PARTS OF THE EXERCISE:
[a] Transcribe the full passage on customized watches and Tudor's designs without altering a single character.
[b] Pick out each line in the records below that contains the string "mask", and copy those lines in full.

PAGE TEXT:
☆ ☆ ☆

Customizing watches is a major point of contention in the collecting community, with many “purists” believing the watches should remain as they were originally designed.  Turning this upside-down, London-based George Bamford originally made a name for himself in the 2000s for customizing Rolex watches into unconventional designs, much to the chagrin of the Swiss luxury brands.  

Bamford Watch Department Rolex
Bamford Watch modification (A Blog to Watch)

However, times have changed, and Bamford has since been embraced by many watch houses and even has joint customizations programs with major brands including Zenith and Tag Heuer.  Further, “mod culture” as it’s known appears to have trickled into mainstream design and while the suits in Geneva would never admit it, the new Day-Date “emoji dial” is certainly reminiscent of a customized dial treatment than a traditional Rolex design.  

Watches of Espionage Tudor

Will we see a PVD FXD released from Tudor?

Tudor’s playbook is simple.  It designs a watch, releases it to the masses and then iterates on that design with size, material, and color schemes.  This process has led some detractors to criticize the brand (Do we really need another Black Bay?)--but in the end, it works.  While selfishly I hope this remains one of the few “PVD FXDs,” it would be an easy win for Tudor to produce this design for the masses and I wouldn’t be surprised if we saw a version become available to the public in the coming years.

☆ ☆ ☆

RECORDS PROVIDED:
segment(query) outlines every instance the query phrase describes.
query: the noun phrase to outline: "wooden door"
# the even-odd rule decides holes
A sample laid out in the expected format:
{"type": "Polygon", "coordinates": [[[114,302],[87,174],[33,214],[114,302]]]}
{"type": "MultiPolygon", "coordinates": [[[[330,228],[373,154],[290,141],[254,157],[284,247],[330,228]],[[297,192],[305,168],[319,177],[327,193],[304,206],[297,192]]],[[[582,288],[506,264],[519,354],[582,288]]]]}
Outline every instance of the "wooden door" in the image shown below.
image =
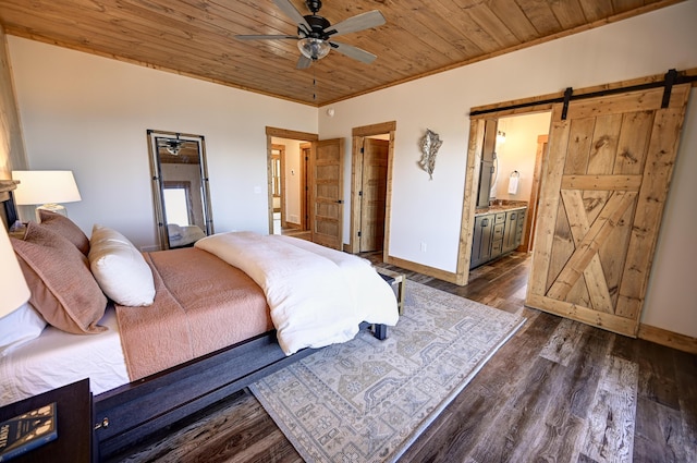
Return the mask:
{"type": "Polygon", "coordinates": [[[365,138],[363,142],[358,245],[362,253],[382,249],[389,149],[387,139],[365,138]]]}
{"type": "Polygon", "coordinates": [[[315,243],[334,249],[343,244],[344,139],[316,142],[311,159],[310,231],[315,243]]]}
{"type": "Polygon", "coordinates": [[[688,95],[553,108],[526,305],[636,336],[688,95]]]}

☆ ☆ ☆

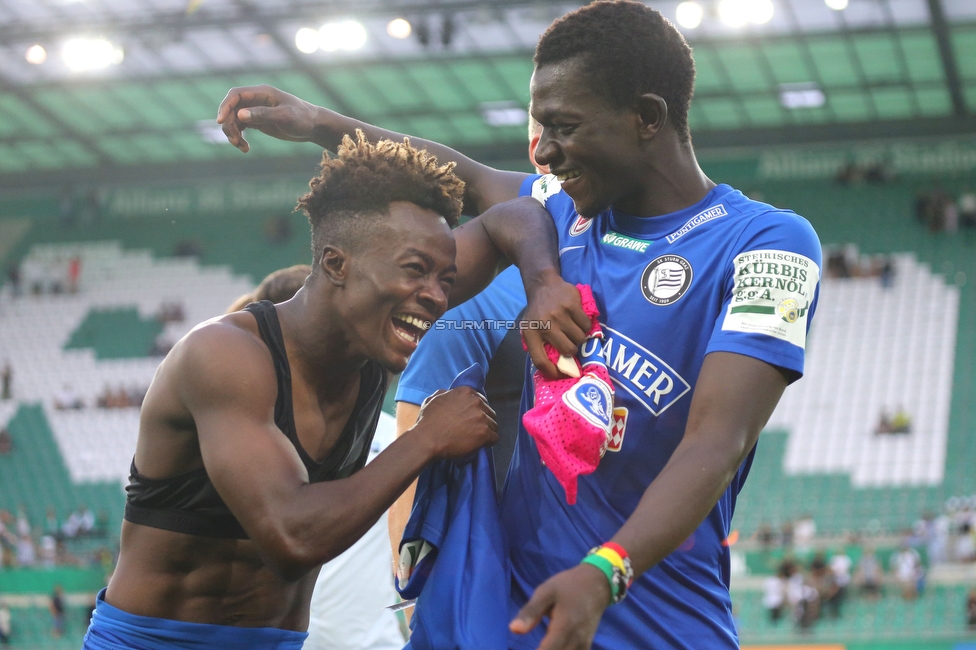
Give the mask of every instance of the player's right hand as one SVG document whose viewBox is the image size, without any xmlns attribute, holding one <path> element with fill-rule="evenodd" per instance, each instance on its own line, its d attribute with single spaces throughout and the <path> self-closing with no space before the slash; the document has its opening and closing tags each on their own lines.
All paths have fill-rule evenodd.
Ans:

☆ ☆ ☆

TASK-BY-TASK ANSWERS:
[a]
Customizing watches is a major point of contention in the collecting community, with many “purists” believing the watches should remain as they were originally designed.  Turning this upside-down, London-based George Bamford originally made a name for himself in the 2000s for customizing Rolex watches into unconventional designs, much to the chagrin of the Swiss luxury brands.  

Bamford Watch Department Rolex
Bamford Watch modification (A Blog to Watch)

However, times have changed, and Bamford has since been embraced by many watch houses and even has joint customizations programs with major brands including Zenith and Tag Heuer.  Further, “mod culture” as it’s known appears to have trickled into mainstream design and while the suits in Geneva would never admit it, the new Day-Date “emoji dial” is certainly reminiscent of a customized dial treatment than a traditional Rolex design.  

Watches of Espionage Tudor

Will we see a PVD FXD released from Tudor?

Tudor’s playbook is simple.  It designs a watch, releases it to the masses and then iterates on that design with size, material, and color schemes.  This process has led some detractors to criticize the brand (Do we really need another Black Bay?)--but in the end, it works.  While selfishly I hope this remains one of the few “PVD FXDs,” it would be an easy win for Tudor to produce this design for the masses and I wouldn’t be surprised if we saw a version become available to the public in the coming years.

[b]
Return the mask:
Give the mask of every instance of the player's right hand as one SVG document whose viewBox is the image size, without any xmlns attribute, holding one <path> element with fill-rule="evenodd" per instance, each instance on its own line, its d attribute with single spaces throughout and the <path> self-closing with no space before the slash; the document has its opening and closing tags each on their own lines.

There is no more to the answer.